Ten tweede – en dat is een wezenlijker punt – strekt de vordering in feite ertoe dat toegang wordt verschaft tot het Google-account van het slachtoffer (in de vordering niet nader omschreven). In “de cloud” (de rechter-commissaris begrijpt: Google Drive) zou de (onversleutelde) WhatsApp-communicatie te vinden zijn. [2] Het betreft derhalve gegevens die door Google zijn opgeslagen. Google heeft dan ook te gelden als de aanbieder van de communicatiedienst als bedoeld in artikel 138g Sv.
Op grond van artikel 126ng lid 2 Sv kunnen deze gegevens van Google worden gevorderd. Uit de vordering blijkt niet waarom van deze wettelijke bevoegdheid geen gebruik is gemaakt. Weliswaar is in de rechtspraak meer dan eens geoordeeld dat inloggen op een account – hoewel niet expliciet bij wet geregeld – onder bepaalde voorwaarden mogelijk is [3] , maar dat de gegevens niet of niet tijdig van Google kunnen worden verkregen blijft in de vordering onbesproken. Reeds om die reden dient de vordering te worden afgewezen.

• Opdrachten
**a)** Welk wetsartikel noemt de tekst over het Google-account als grondslag om de gegevens van Google te vorderen?
**b)** Schrijf alstublieft het volgende deel van de tekst over het Google-account, aansluitend op de laatste zin.

• Gegeven informatie
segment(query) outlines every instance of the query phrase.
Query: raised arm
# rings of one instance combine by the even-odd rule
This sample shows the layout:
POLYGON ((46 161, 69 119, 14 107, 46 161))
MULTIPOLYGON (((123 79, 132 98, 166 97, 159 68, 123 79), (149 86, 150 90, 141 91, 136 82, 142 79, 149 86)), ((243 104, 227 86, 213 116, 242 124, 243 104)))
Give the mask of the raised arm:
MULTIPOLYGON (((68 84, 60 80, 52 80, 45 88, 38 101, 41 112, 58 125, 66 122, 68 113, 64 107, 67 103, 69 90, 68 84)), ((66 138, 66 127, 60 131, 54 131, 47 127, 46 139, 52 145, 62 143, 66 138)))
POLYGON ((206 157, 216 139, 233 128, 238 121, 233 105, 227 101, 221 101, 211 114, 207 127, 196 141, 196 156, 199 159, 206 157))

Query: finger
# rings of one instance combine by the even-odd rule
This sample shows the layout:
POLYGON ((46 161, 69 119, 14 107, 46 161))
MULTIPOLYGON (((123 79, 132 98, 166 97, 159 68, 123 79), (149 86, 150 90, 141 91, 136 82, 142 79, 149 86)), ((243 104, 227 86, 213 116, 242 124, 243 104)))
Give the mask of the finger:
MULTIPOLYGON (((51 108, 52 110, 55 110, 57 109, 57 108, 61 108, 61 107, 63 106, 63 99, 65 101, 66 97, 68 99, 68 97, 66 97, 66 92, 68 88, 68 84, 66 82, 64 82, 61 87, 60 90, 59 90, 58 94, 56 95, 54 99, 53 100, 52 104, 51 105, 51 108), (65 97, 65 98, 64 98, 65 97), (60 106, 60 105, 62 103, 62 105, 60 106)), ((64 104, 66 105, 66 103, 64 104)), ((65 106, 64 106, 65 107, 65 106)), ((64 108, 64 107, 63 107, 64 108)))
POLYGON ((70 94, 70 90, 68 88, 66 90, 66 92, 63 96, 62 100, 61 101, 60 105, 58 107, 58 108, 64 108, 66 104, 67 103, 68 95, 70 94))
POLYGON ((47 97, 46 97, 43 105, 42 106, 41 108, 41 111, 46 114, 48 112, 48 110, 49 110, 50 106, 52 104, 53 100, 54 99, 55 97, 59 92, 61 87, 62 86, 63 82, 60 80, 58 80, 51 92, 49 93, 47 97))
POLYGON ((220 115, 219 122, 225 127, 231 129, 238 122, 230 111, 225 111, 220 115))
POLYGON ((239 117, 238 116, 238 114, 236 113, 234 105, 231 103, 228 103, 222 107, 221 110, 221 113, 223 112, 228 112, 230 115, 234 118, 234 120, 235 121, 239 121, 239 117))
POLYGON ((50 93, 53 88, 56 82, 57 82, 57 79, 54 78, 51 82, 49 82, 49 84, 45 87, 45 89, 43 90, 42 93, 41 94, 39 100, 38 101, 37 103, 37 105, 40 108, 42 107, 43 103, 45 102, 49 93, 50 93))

• Uitwerkingen
**a)** Artikel 126ng lid 2 Sv.

**b)**
Ten overvloede merkt de rechter-commissaris op dat de methode van toegang verschaffen tot het Google-account vragen oproept naar de verhouding tot de ‘hackbevoegdheid’ als bedoeld in artikel 126nba Sv. Bij de toepassing van de hackbevoegdheid worden over het algemeen meer geavanceerde technieken gebruikt voor het heimelijk binnendringen van een geautomatiseerd werk. [4] De hier gekozen methode – het resetten van het wachtwoord, het afvangen van een verificatie-sms en het inloggen met het nieuw verkregen wachtwoord – gaat in elk geval verder dan het eenvoudig inloggen met een reeds (rechtmatig) verkregen wachtwoord. De vordering bevat echter geen uitleg hoe het binnendringen gekwalificeerd moet worden. In dit verband merkt de rechter-commissaris nog op dat op grond van artikel 126nba Sv alleen kan worden binnengedrongen in een geautomatiseerd werk dat bij de verdachte in gebruik is.
De rechter-commissaris zal, op grond van artikel 181 lid 3 Sv, bepalen dat de vordering en deze beschikking niet eerder aan de verdediging worden verstrekt dan dat de beslissing op de onderhavige vordering onherroepelijk is geworden, aangezien het gewenste onderzoek anders zou kunnen worden doorkruist.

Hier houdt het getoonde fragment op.